**LATIHAN TERTULIS A:**
Tulis lagi baris data dari awal sampai baris yang memuat "56;146;363;225", lengkap dengan teks perintahnya. Geser setiap angka koordinat di jawaban dengan menambahkan 140.

**SUMBER:**
_____

Kadang saya geli menggumam sendiri, "Kok bisa saya hidup ?" Padahal fasilitas serba begitu terbatas. Kata anak sulung saya, "Apaaaaaa...dulu tidak ada hape?" Yah, responnya seperti itu. Ia terpana dengan cerita saya yang memakai padhamara (lampu minyak) untuk penerangan. Bagaimana ibu saya gali tutup lubang, untuk membuat tempat pembuangan hajat sementara, karena dulu keluarga saya belum bisa menikmati anugrah kloset duduk.
Belum lagi kisah epik nonton Satria Baja Hitam RX. Saya menyebutnya epik nan heroik, karena saya harus berjuang kupas bawang berkeranjang-keranjang agar punya uang masuk nonton, dan harus mandi harum-harum, karena ketek kami akan didengus oleh sang pemilik televisi. "Yang belum mandi tidak boleh nonton." Kata-kata keramat itu membekas di alam bawah sadar saya.
Cerita di atas adalah wajah kecil saya. Beda lagi rasanya ketika mengenang urusan cindolona tape. Asmara remaja cinta kopaka di tahun 2000-an. Dulu, ketika saya janjian sama si doi, signal perasaan kami begitu menggebu. "Eh besok pagi, jam enam kita ketemu di Pelabuhan Murhum e," kata mantan pacara saya nomor tiga.

_____

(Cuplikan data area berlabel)
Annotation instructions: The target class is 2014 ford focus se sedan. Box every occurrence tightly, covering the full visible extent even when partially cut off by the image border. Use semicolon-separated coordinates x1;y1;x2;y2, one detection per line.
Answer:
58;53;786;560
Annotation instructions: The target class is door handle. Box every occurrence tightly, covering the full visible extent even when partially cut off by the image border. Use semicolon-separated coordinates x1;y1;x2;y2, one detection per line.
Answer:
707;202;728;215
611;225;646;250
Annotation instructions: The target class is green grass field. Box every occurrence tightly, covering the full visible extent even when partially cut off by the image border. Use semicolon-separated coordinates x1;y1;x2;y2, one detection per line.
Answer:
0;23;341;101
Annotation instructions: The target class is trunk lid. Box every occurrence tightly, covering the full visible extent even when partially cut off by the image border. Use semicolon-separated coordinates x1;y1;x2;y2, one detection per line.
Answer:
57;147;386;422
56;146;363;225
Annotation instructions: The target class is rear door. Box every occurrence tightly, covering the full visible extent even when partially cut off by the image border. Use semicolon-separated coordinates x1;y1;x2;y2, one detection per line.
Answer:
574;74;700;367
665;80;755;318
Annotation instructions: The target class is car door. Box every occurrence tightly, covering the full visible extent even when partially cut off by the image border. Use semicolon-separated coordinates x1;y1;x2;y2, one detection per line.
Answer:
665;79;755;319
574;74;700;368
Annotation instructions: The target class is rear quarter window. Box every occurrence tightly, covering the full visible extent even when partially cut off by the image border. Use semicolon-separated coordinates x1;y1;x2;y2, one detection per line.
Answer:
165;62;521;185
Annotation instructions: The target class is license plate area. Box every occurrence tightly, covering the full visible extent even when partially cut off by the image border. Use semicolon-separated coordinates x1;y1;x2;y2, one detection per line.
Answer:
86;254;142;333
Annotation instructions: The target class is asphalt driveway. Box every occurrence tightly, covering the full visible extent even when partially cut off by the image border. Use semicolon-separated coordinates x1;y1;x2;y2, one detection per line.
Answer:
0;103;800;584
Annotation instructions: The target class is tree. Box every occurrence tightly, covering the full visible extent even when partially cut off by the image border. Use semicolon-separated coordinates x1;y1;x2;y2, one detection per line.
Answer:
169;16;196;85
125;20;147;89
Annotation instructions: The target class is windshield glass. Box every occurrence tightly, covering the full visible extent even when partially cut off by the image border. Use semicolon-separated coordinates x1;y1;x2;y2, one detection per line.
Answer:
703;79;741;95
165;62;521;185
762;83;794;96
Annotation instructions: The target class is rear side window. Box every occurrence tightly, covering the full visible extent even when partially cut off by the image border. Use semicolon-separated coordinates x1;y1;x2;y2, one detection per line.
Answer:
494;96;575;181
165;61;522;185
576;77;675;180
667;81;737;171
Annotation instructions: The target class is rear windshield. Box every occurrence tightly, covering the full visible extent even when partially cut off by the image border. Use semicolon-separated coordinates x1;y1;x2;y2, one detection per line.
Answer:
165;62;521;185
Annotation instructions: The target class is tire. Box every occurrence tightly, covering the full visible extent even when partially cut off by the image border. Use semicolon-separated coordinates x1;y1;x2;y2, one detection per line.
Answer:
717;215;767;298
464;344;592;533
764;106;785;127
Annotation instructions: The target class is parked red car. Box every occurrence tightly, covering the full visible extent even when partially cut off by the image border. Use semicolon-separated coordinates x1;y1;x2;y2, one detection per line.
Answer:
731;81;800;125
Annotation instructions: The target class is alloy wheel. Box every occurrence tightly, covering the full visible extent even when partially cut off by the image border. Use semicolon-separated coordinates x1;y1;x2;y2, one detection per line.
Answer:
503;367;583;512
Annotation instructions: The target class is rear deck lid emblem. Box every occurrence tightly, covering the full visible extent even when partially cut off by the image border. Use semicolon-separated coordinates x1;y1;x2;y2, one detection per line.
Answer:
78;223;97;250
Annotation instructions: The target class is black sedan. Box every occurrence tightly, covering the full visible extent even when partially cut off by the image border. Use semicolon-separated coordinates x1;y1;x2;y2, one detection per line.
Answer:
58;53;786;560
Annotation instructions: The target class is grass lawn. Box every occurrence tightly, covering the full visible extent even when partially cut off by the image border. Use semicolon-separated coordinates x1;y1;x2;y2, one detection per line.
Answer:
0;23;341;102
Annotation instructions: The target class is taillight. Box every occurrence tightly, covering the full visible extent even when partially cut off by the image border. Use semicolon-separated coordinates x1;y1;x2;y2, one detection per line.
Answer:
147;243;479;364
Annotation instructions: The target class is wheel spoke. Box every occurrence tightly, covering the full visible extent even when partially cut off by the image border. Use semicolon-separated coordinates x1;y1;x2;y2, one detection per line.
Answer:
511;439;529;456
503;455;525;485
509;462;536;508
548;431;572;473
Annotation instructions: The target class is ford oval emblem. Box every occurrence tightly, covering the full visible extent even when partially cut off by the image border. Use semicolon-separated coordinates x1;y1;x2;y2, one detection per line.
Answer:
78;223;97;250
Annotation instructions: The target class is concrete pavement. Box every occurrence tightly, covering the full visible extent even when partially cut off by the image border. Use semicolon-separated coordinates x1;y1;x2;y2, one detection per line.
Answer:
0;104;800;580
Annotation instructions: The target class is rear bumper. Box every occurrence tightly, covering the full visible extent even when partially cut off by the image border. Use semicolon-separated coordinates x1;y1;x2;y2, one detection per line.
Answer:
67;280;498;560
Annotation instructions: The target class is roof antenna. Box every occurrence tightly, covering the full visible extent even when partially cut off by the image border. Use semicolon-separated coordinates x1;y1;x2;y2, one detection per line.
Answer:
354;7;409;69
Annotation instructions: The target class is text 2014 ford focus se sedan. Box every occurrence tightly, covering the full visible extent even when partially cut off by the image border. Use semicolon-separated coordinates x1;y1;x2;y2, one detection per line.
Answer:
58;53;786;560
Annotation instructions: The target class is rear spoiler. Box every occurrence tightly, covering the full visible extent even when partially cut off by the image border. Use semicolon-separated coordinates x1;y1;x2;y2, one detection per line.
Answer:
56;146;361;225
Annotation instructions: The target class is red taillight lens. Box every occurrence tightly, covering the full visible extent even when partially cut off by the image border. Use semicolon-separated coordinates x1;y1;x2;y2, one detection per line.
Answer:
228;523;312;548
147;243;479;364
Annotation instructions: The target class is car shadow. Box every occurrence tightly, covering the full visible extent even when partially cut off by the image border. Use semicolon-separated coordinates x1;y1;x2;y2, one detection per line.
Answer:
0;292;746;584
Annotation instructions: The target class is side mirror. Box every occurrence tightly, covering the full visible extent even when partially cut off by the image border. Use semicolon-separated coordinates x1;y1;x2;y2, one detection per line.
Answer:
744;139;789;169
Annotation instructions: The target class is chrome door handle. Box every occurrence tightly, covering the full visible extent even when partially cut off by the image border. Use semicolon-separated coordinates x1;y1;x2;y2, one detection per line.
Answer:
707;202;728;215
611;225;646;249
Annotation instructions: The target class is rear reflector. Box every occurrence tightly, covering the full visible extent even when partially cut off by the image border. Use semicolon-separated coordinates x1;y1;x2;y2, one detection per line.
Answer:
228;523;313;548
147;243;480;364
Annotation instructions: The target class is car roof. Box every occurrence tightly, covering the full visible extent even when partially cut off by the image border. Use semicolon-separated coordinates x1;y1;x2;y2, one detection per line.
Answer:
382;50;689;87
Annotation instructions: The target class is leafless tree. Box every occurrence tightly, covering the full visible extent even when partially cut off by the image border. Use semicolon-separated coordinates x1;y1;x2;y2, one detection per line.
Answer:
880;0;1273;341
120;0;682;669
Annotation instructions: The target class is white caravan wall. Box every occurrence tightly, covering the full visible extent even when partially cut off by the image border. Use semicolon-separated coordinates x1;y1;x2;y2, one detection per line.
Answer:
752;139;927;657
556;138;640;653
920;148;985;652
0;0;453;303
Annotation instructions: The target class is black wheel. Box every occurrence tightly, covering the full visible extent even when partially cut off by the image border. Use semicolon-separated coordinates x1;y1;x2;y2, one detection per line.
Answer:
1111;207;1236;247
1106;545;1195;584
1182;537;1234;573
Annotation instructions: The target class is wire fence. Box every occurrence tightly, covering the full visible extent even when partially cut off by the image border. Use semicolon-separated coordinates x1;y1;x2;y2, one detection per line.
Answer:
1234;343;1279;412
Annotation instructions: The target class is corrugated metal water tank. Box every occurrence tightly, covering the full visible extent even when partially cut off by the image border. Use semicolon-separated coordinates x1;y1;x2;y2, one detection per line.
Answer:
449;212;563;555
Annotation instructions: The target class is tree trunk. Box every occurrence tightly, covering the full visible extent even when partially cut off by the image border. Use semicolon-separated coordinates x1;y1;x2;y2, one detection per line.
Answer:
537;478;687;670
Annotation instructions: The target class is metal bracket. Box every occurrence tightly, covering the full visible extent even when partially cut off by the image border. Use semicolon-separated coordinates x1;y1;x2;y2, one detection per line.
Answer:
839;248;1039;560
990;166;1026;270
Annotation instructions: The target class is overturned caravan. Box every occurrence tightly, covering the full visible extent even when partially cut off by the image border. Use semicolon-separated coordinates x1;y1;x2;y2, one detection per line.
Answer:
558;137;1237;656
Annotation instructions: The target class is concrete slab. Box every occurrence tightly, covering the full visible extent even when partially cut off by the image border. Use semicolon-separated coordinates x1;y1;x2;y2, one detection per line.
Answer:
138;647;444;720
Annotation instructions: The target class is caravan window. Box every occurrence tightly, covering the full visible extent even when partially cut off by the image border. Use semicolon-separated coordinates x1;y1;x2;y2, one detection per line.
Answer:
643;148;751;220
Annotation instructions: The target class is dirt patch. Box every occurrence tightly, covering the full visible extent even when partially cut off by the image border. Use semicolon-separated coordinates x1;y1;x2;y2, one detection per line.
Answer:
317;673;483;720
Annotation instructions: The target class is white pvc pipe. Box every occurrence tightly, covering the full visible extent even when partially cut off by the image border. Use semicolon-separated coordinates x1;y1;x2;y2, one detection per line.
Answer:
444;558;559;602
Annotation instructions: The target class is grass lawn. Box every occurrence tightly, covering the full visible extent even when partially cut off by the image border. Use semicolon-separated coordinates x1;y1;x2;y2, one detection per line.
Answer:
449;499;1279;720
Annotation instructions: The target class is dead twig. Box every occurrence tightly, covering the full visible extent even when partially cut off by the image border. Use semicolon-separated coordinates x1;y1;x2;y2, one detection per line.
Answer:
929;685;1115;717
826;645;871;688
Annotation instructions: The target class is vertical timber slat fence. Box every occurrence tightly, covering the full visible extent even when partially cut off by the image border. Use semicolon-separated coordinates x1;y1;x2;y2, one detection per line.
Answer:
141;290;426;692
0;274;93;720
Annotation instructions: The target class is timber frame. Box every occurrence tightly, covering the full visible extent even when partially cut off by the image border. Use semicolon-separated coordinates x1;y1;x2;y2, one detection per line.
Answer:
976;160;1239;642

_____

**LATIHAN TERTULIS B:**
Salin kata demi kata bagian sumber dari "Belum lagi kisah" sampai "bawah sadar saya.".

**JAWABAN LENGKAP A:**
Annotation instructions: The target class is 2014 ford focus se sedan. Box every occurrence tightly, covering the full visible extent even when partially cut off by the image border. Use semicolon-separated coordinates x1;y1;x2;y2, one detection per line.
Answer:
198;193;926;700
Annotation instructions: The target class is door handle. Box every occurrence tightly, covering the full visible extent even when partially cut off by the image border. Use semicolon-separated coordinates x1;y1;x2;y2, one detection per line.
Answer:
847;342;868;355
751;365;786;390
Annotation instructions: The target class is green grass field. Box every occurrence tightly, covering the full visible extent even when partially cut off by the image border. Use semicolon-separated coordinates x1;y1;x2;y2, one detection per line.
Answer:
140;163;481;241
Annotation instructions: The target class is trunk lid. Box every occurrence tightly, covering the full visible extent even when partially cut off by the image border. Use semicolon-separated coordinates x1;y1;x2;y2, one detection per line.
Answer:
197;287;526;562
196;286;503;365

**JAWABAN LENGKAP B:**
Belum lagi kisah epik nonton Satria Baja Hitam RX. Saya menyebutnya epik nan heroik, karena saya harus berjuang kupas bawang berkeranjang-keranjang agar punya uang masuk nonton, dan harus mandi harum-harum, karena ketek kami akan didengus oleh sang pemilik televisi. "Yang belum mandi tidak boleh nonton." Kata-kata keramat itu membekas di alam bawah sadar saya.